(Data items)
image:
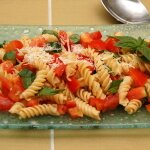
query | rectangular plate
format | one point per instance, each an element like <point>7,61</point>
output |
<point>116,119</point>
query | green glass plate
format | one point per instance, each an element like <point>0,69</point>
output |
<point>115,119</point>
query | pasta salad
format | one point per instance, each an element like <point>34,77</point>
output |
<point>58,73</point>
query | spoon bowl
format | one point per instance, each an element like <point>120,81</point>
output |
<point>127,11</point>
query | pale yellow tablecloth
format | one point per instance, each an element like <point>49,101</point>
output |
<point>66,12</point>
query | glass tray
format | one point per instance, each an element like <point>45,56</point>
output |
<point>116,119</point>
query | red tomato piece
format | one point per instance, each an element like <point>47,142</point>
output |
<point>88,59</point>
<point>32,102</point>
<point>62,109</point>
<point>63,35</point>
<point>110,45</point>
<point>117,77</point>
<point>19,56</point>
<point>28,66</point>
<point>139,77</point>
<point>13,45</point>
<point>85,39</point>
<point>75,112</point>
<point>8,66</point>
<point>137,93</point>
<point>93,101</point>
<point>38,41</point>
<point>147,107</point>
<point>70,104</point>
<point>14,93</point>
<point>16,89</point>
<point>5,85</point>
<point>98,45</point>
<point>73,84</point>
<point>96,35</point>
<point>60,69</point>
<point>5,103</point>
<point>111,102</point>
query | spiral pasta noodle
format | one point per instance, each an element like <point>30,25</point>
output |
<point>53,79</point>
<point>50,38</point>
<point>94,86</point>
<point>58,98</point>
<point>114,65</point>
<point>84,95</point>
<point>102,72</point>
<point>16,108</point>
<point>39,110</point>
<point>70,70</point>
<point>133,106</point>
<point>87,109</point>
<point>36,85</point>
<point>123,90</point>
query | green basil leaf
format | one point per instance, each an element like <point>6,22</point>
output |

## Work to complete
Convert every line of the entries above into a numbered list, skipping any blank lines and leaving the pictures out.

## Response
1. image:
2. query | rectangular plate
3. format | one point per instance, each an element like <point>7,61</point>
4. output |
5. <point>116,119</point>
6. query | green glass plate
7. format | one point per instance, each an element like <point>0,69</point>
8. output |
9. <point>115,119</point>
10. query | pasta salad
11. format | one point per instance, each an element like <point>34,77</point>
12. output |
13. <point>58,73</point>
14. query | spoon bowl
15. format | one point per instance, each an element like <point>120,81</point>
16. output |
17. <point>127,11</point>
18. query | pale yellow tablecloth
19. format | one point per instance, each an element like <point>49,101</point>
20. output |
21. <point>66,12</point>
22. query | glass tray
23. format | one point per instance, each an element like <point>45,56</point>
24. output |
25. <point>116,119</point>
26. query | red tomato piece
27. format | one point per instance, each an element like <point>47,142</point>
28. output |
29. <point>88,59</point>
30. <point>32,102</point>
31. <point>62,109</point>
32. <point>63,35</point>
33. <point>110,45</point>
34. <point>117,77</point>
35. <point>19,56</point>
36. <point>28,66</point>
37. <point>139,77</point>
38. <point>13,45</point>
39. <point>85,39</point>
40. <point>75,112</point>
41. <point>8,66</point>
42. <point>137,93</point>
43. <point>93,101</point>
44. <point>38,41</point>
45. <point>147,107</point>
46. <point>70,104</point>
47. <point>14,93</point>
48. <point>16,89</point>
49. <point>5,85</point>
50. <point>98,45</point>
51. <point>73,84</point>
52. <point>96,35</point>
53. <point>60,69</point>
54. <point>5,103</point>
55. <point>111,102</point>
56. query | spiral pasta noodle
57. format | one point per instance, each an element like <point>30,25</point>
58. output |
59. <point>53,79</point>
60. <point>50,38</point>
61. <point>94,86</point>
62. <point>58,98</point>
63. <point>114,65</point>
64. <point>84,95</point>
65. <point>102,72</point>
66. <point>16,108</point>
67. <point>39,110</point>
68. <point>70,70</point>
69. <point>133,106</point>
70. <point>87,109</point>
71. <point>36,85</point>
72. <point>123,90</point>
73. query | green basil leaf
74. format | one point per instance, each an element like <point>6,22</point>
75. output |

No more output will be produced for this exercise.